▸ **Objectives**
1: Rewrite the on-call rotation article from "Target: Monitor and" down to "weekly ops meeting.", putting "monthly" wherever "weekly" appears.
2: In the on-call rotation article, how many times was the senior engineer paged in the month before quitting?
3: According to the on-call rotation article, why do most on-call rotations fail?

▸ **Passage to read**
Building an On-Call Rotation That Doesn't Destroy Your Team
The Burnout Factory
A client's best senior engineer quit after 18 months. Exit interview quote: "I got paged 14 times last month. Three of those were at 3 AM for alerts that didn't need human attention. I can't do this anymore."
The company didn't have an on-call problem. They had an alerting problem disguised as an on-call rotation. Most on-call rotations fail because they page humans for things that machines should handle — or things that can wait until morning.
The Alert Severity Framework
Every alert must fit into one of four categories. If it doesn't, it shouldn't page anyone:
P1 — Page immediately (any hour):
Definition: Revenue impact RIGHT NOW, data loss, security breach
Examples: Payment processing down, database corruption, customer data exposed
Response: Wake someone up. This is what on-call is for.
Target: < 2 per month
P2 — Page during business hours only:
Definition: Degraded service, elevated error rates, approaching capacity
Examples: API latency > 2x normal, error rate > 1%, disk 85% full
Response: Needs attention today, not at 3 AM.
Target: < 5 per week
P3 — Notification (Slack, email):
Definition: Anomaly detected, might need attention
Examples: Unusual traffic pattern, background job delayed, cert expiring in 14 days
Response: Check during next working session.
Target: Monitor and triage weekly
P4 — Log only:
Definition: Informational, auto-recovers
Examples: Single request timeout, brief connection pool spike, auto-scaled up
Response: Review in weekly ops meeting.

▸ **Stored data**
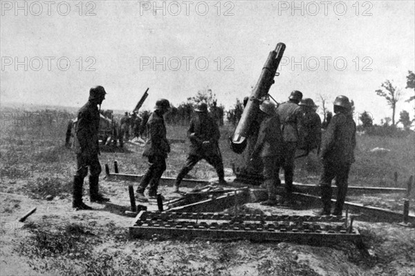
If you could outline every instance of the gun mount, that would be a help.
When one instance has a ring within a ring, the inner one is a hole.
[[[241,166],[237,166],[234,164],[234,172],[239,180],[243,181],[247,179],[261,179],[262,165],[260,160],[249,162],[250,153],[257,141],[261,119],[258,116],[259,101],[252,99],[261,99],[268,95],[271,86],[275,83],[274,77],[278,75],[277,69],[285,48],[284,43],[279,43],[275,50],[270,52],[258,82],[250,94],[250,100],[248,99],[234,134],[230,137],[231,149],[238,154],[243,152],[244,160]],[[248,150],[244,152],[247,146]]]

▸ **Results for the exercise**
1:
Target: Monitor and triage monthly
P4 — Log only:
Definition: Informational, auto-recovers
Examples: Single request timeout, brief connection pool spike, auto-scaled up
Response: Review in monthly ops meeting.

2: 14 times.

3: They page humans for things that machines should handle, or for things that can wait until morning.